■ **What you are asked to do**: Give every line from the entries that contains "single".

■ **Dataset records**:
● ● ●

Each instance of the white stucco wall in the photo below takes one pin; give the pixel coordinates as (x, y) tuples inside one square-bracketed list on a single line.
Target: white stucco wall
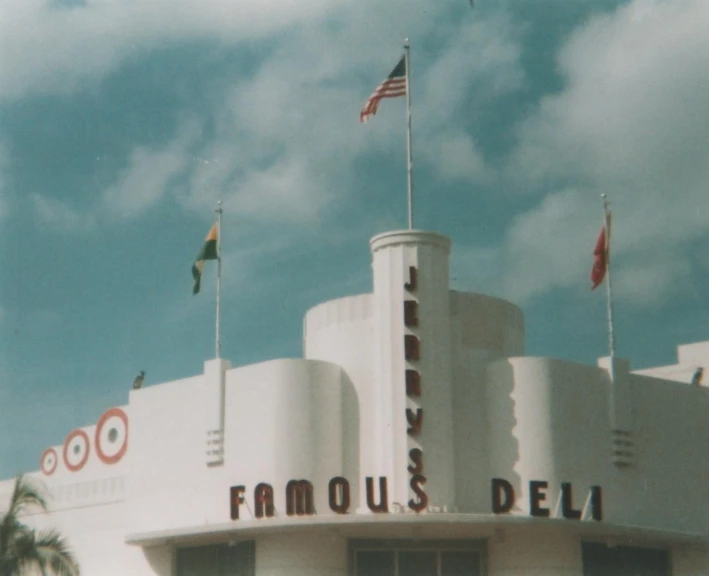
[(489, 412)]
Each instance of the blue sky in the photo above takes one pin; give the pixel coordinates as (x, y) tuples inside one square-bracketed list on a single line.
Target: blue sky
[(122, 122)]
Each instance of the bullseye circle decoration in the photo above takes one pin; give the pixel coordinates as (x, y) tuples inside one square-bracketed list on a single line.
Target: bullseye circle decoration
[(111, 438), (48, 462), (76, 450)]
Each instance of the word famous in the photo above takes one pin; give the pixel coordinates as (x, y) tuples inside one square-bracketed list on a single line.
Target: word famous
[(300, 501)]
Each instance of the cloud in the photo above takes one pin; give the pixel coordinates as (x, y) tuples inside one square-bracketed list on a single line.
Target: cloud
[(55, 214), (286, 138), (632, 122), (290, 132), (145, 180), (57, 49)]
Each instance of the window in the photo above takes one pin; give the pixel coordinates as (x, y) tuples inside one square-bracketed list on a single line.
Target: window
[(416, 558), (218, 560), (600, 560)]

● ● ●

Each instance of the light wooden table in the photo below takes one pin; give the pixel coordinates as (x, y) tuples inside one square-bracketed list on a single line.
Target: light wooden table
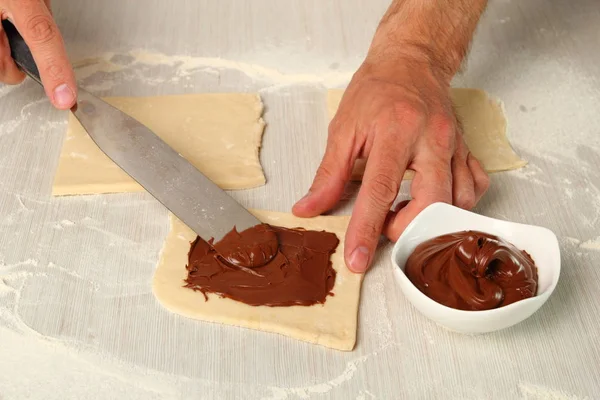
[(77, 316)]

● ● ●

■ **Answer box**:
Each instance of the white stucco wall in the photo below takes one pin; give the pixel coordinates as (x, y) tuples inside one square-bracketed list on a single line.
Each instance of the blue sky in the photo above takes one pin; give the pixel coordinates as (x, y) tuples inside one square-bracketed list on a single line.
Each instance of the bullseye circle decoration in the photo above takes one pin; give the pixel coordinates as (x, y) tuples inside one square-bracketed list on a single line.
Each instance of the word famous in the photo above takes one pin; give the pixel coordinates as (x, y) tuples inside one square-bracketed list on a single line.
Each instance of the cloud in the photo above takes one pin; give the pixel coordinates as (x, y) tuples inside one square-bracketed list on a single line.
Each instance of the window in the photo above takes one pin; give the pixel coordinates as (x, y) tuples inside one square-bracketed list on a single line.
Each instance of the light wooden table in the photo below takes one pin; give the pixel coordinates as (x, y) tuples inside one square-bracketed list on a single line.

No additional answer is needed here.